BEGIN SOURCE DOCUMENT
Showing posts with label pensions. Show all posts
Showing posts with label pensions. Show all posts

Wednesday, September 12, 2018

A Guide to Getting Through the Emotions and Pain of Divorce. By Nora Boghossian

As you deal with the emotions and pain of divorce, there are actions you can take to address these feelings and begin the healing process.

The end of a relationship brings forth a multitude of raw, shaky emotions, feelings, pain, and when not addressed it turns into suffering.
We may be triggered by words, sights, sounds when we don’t do the work to release the emotions and pain of divorce fully.
period of grievance is necessary to fully digest a divorce. Just as we would for any other passing, loss, end. So, too, is the process required to go through during the end of a relationship – divorce, separation, or the end of a committed relationship – in order to be in clarity and reconnect with ourselves again, in order to choose love again and to keep moving on our forward path.
It helps to know that we each have a path to walk on and through, that each of our path is full of lessons. The lessons come in all forms and experiences on all levels – physical, mental, emotional, and spiritual.
When our inward and outward is one, then we are in alignment, centered, grounded vertically, and what happens externally in our horizontal realm does not easily shake us out of our path. Yes we may still be challenged because we are human after all, but we don’t get sucked into so far deep so quickly that we can’t come to the light again. We will be able to rise again. Each time we fall, we will know how to stand again.

Acknowledge and Address Feelings Related to Divorce

So we need to work on ourselves on a deeper level. What does that mean? What does that look like?  Acknowledgement that something is off is key. So when we are aware, it is imperative that we honor that awareness.  The acknowledgment process allows us to address any and all of the feelings and pain of divorce.
The feelings to address may be anger, shock, guilt, sadness, doubt, loneliness, shame, feeling unlovable, lost, unworthy, insecure, loss of trust, disappointment, feeling like we’re not enough, and/or feeling like we’re a failure. These are all stemmed from our fears, conditionings, lack of self-love, lack of self-trust, as well as having dishonored ourselves, our truth, and self-compromise where the commitment to ourselves has been compromised.
One of the fears is that our identity as we had known it has fallen apart, or is no longer. So our mind doesn’t know its function anymore. So we don’t know what to do. This impacts us emotionally and mentally, which then impacts us physically. We feel like we don’t know who we are anymore. In truth, we have forgotten who we are. We forget that we are greater than our experiences such as a divorce. We attach who we are to our human experience instead of who we are at our core. Love. Light. Grace. We have forgotten that we are a Miracle, Blessing, and a Gift, that we have unique gifts to create, collaborate, and share. So having attached ourselves to the form of our external relationship, we feel lost once it ends. We don’t know what to do and what not to do. Constantly judging ourselves. The dialogue is on in our head. We fall into despair, downward spiraling, and the questions begin to swirl.
  • What’s wrong with me?
  • Why me?
  • Why now?
END SOURCE DOCUMENT
BEGIN INFORMATION SUPPLIED
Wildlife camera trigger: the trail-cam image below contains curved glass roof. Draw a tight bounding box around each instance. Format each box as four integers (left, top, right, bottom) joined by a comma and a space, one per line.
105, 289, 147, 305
END INFORMATION SUPPLIED
BEGIN INFORMATION SUPPLIED
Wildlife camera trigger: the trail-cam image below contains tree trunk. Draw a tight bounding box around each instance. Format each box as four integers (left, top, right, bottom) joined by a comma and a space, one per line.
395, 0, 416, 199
END INFORMATION SUPPLIED
BEGIN INFORMATION SUPPLIED
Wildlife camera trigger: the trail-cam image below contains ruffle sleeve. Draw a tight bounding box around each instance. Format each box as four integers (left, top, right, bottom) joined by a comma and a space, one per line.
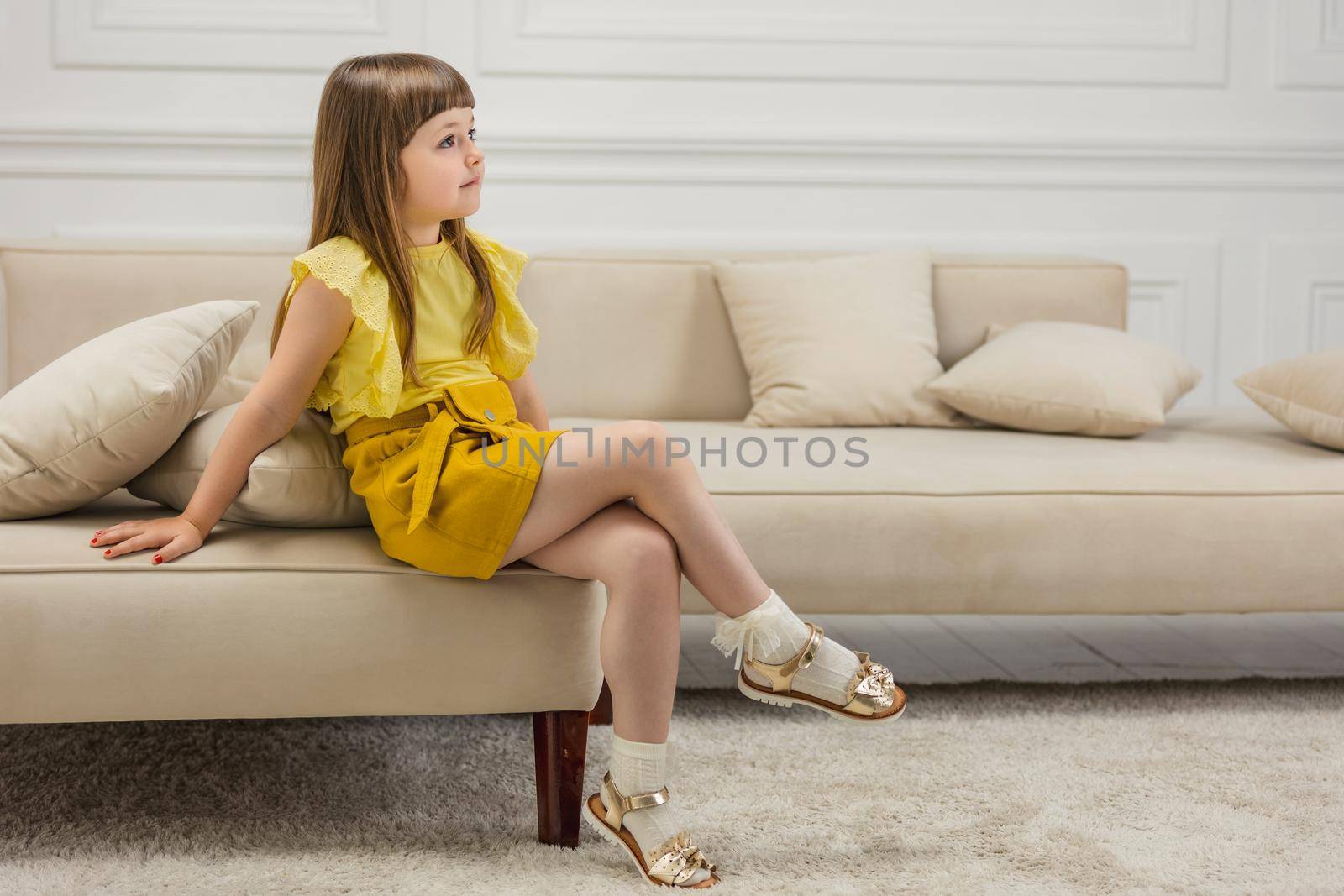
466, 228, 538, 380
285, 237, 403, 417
END INFORMATION SUPPLIED
GIVEN PROBLEM 1:
Answer these from the divorce post:
(a) What date is the post dated?
(b) What four levels do the lessons on each path come on?
(c) What three words does the post give for who we are at our core?
GIVEN PROBLEM 2:
List every question that the divorce post sets out as bullet points.
GIVEN PROBLEM 3:
Extract from the divorce post the stretch from "A Guide to Getting" through "the healing process.".
The records were taken from a different source than the divorce post.

WRITTEN REPLY 1:
(a) Wednesday, September 12, 2018
(b) Physical, mental, emotional, and spiritual
(c) Love, Light, and Grace

WRITTEN REPLY 2:
- What’s wrong with me?
- Why me?
- Why now?

WRITTEN REPLY 3:
A Guide to Getting Through the Emotions and Pain of Divorce. By Nora Boghossian

As you deal with the emotions and pain of divorce, there are actions you can take to address these feelings and begin the healing process.